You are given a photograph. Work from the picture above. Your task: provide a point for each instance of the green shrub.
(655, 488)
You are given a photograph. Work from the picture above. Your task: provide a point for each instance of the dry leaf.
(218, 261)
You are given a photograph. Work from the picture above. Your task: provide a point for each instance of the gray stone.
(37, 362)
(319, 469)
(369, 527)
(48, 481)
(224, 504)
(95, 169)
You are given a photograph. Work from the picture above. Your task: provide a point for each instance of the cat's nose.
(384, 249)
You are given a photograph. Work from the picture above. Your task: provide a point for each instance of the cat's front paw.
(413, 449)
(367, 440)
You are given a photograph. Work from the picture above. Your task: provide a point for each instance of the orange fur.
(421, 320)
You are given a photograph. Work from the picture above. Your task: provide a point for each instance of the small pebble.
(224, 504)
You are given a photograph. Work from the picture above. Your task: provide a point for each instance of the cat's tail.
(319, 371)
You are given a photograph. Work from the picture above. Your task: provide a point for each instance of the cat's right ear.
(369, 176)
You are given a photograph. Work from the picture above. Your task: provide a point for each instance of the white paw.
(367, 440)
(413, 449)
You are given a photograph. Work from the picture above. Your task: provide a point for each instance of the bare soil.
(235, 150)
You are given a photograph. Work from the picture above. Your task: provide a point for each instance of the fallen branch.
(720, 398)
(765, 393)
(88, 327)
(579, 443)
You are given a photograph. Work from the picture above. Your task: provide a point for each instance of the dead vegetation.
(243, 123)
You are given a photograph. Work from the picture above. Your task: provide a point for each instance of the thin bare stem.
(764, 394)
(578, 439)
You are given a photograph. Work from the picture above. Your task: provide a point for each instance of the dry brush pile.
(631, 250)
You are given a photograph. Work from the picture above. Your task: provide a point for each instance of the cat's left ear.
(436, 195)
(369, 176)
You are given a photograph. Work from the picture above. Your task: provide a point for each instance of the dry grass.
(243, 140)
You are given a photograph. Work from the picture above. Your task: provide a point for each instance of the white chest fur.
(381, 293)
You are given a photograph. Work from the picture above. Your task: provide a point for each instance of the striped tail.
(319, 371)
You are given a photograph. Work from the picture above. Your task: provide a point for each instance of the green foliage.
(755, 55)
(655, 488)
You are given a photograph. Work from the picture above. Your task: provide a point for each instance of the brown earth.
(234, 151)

→ Activity:
Reprint the entries above in full, exactly as they are.

→ Answer to the exercise:
You are given a photograph. Work from the picture above. Your task: provide a point for each instance of the green shrub.
(655, 488)
You are given a photograph. Work from the picture above. Your task: provide a point for each instance of the dry leaf.
(218, 261)
You are given a photograph. Work from the picture above. Your task: provide a point for each instance of the gray stone.
(37, 362)
(319, 469)
(369, 527)
(48, 481)
(224, 504)
(95, 169)
You are given a photograph. Work from the picture above. Your task: provide a point for each instance of the cat's nose.
(384, 249)
You are given a photograph. Work from the picture above. Your task: provide a point for each instance of the cat's front paw.
(413, 449)
(367, 440)
You are given a photograph. Work from the picture above. Your task: provide a point for each instance of the orange fur.
(421, 320)
You are given a photograph. Work from the picture above. Your task: provide a point for each instance of the small pebble.
(224, 504)
You are given a photograph. Work from the picture above. Your task: provide a point for each instance of the cat's tail.
(319, 371)
You are given a photograph. Work from the picture above. Your task: provide a point for each instance of the cat's right ear.
(369, 176)
You are given a photograph. Work from the picture above. Your task: provide a point for each instance of the white paw.
(367, 440)
(413, 449)
You are given a photograph. Work from the picture above. Your task: provide a point for each instance of the bare soil.
(235, 150)
You are given a photograph. Work from the picture above. Your task: provide a point for each instance of the fallen branch.
(720, 398)
(765, 393)
(88, 327)
(579, 443)
You are given a photograph. Work from the picture above. Your task: provide a point for each instance of the dead vegetation.
(243, 123)
You are given a photograph. Work from the picture above. Your task: provide a point for each instance of the thin bare stem.
(764, 394)
(578, 439)
You are given a photograph. Work from the picture above. Your task: provide a point for each instance of the dry brush pile.
(631, 250)
You are given a photograph. Work from the picture above. Your task: provide a point for each instance of the cat's left ear.
(436, 195)
(369, 176)
You are given a photograph. Work from the picture above. Your task: provide a point for each instance of the dry grass.
(243, 140)
You are given a photograph. Work from the picture above. Your task: provide a point for each instance of the white chest fur.
(381, 293)
You are given a photograph. Work from the picture above. Your task: provide a point for each instance of the striped tail.
(319, 371)
You are given a photograph. Work from the picture above. Your task: provide a point for each instance of the green foliage.
(755, 55)
(655, 488)
You are given a photograph. Work from the picture above. Your task: provide a point for each instance of the brown earth.
(234, 151)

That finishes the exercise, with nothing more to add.